**What is needed**
Across the entries below, how many lines have the string "trunk" in them? Reply with only the number.

(Study material begins)

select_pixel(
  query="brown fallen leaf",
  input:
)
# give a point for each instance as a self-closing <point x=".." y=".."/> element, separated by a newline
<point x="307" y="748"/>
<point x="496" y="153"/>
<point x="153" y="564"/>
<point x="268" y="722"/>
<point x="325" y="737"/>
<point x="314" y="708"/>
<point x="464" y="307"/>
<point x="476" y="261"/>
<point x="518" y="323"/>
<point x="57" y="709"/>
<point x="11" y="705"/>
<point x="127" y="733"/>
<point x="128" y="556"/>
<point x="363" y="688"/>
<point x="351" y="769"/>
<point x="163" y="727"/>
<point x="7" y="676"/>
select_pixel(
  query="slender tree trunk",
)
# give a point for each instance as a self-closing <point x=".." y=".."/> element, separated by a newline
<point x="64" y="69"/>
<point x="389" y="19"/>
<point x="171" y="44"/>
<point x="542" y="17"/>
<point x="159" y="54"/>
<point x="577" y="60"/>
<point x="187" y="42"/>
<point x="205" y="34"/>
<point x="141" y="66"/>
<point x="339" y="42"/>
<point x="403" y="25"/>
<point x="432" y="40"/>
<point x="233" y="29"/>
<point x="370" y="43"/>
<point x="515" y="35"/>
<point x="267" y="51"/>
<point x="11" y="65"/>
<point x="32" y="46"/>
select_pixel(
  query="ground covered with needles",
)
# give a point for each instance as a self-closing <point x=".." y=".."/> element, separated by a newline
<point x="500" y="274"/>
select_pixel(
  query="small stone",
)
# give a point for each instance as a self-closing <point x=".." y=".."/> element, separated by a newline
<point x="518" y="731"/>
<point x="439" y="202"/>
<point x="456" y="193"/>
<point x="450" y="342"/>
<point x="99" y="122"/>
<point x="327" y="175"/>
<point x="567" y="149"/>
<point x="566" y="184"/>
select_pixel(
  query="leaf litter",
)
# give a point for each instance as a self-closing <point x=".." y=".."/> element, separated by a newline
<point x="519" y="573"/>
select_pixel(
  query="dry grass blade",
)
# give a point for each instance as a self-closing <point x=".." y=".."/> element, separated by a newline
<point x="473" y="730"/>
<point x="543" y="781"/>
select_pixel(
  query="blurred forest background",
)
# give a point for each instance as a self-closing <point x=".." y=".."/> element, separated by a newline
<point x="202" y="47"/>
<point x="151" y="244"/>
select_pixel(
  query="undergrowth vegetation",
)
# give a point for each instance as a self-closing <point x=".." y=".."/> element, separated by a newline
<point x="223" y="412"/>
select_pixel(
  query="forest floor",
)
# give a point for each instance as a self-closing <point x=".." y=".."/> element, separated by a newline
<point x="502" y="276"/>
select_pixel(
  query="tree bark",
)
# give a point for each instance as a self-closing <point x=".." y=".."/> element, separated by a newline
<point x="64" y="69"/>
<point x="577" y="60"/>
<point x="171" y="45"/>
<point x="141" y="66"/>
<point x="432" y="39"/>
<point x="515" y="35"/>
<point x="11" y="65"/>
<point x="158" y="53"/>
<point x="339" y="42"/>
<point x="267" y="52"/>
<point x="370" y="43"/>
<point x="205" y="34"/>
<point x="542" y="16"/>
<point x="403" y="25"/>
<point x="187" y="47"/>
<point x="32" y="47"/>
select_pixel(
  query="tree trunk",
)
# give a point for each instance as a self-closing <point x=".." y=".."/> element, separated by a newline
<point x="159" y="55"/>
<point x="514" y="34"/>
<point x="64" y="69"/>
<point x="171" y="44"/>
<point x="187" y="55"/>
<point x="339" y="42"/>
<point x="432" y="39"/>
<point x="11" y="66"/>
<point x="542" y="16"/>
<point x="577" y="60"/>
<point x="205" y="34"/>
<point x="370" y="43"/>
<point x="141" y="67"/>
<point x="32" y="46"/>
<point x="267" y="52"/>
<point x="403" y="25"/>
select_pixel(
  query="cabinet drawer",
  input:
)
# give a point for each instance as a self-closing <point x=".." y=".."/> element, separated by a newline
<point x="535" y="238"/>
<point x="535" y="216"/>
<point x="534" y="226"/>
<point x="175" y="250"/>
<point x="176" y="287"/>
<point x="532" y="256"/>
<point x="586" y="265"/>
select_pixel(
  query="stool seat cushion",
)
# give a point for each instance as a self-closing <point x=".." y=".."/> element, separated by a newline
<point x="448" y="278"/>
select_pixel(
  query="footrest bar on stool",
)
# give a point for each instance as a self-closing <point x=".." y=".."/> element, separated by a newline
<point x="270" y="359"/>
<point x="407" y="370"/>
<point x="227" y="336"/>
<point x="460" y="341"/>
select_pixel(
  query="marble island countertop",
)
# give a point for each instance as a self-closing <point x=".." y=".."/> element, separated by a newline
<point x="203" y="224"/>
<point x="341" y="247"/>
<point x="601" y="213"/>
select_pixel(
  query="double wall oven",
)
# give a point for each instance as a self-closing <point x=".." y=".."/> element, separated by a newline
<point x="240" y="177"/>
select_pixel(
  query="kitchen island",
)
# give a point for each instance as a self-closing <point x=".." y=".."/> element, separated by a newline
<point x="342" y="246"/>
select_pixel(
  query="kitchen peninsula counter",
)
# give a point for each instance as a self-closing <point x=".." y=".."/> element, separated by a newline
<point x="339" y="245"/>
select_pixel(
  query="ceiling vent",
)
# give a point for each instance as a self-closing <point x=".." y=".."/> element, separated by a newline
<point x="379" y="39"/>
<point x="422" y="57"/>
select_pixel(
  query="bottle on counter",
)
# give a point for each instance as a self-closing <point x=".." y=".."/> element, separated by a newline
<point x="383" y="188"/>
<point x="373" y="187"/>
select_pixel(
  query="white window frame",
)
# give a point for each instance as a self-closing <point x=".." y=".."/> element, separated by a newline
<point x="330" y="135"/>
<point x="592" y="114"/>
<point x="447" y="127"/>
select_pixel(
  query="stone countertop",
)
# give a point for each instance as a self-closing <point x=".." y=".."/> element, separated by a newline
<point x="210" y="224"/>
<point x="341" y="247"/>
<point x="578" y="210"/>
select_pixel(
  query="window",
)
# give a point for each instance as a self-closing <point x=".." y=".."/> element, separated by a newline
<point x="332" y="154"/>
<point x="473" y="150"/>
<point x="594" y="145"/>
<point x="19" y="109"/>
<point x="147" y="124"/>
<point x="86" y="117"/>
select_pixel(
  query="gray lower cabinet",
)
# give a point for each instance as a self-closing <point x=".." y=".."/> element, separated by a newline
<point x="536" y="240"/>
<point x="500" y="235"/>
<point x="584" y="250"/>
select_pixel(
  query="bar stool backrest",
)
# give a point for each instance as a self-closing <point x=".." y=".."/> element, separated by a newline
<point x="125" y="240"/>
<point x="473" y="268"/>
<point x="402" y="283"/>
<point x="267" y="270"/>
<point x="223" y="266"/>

(Study material ends)

**Completed exercise**
2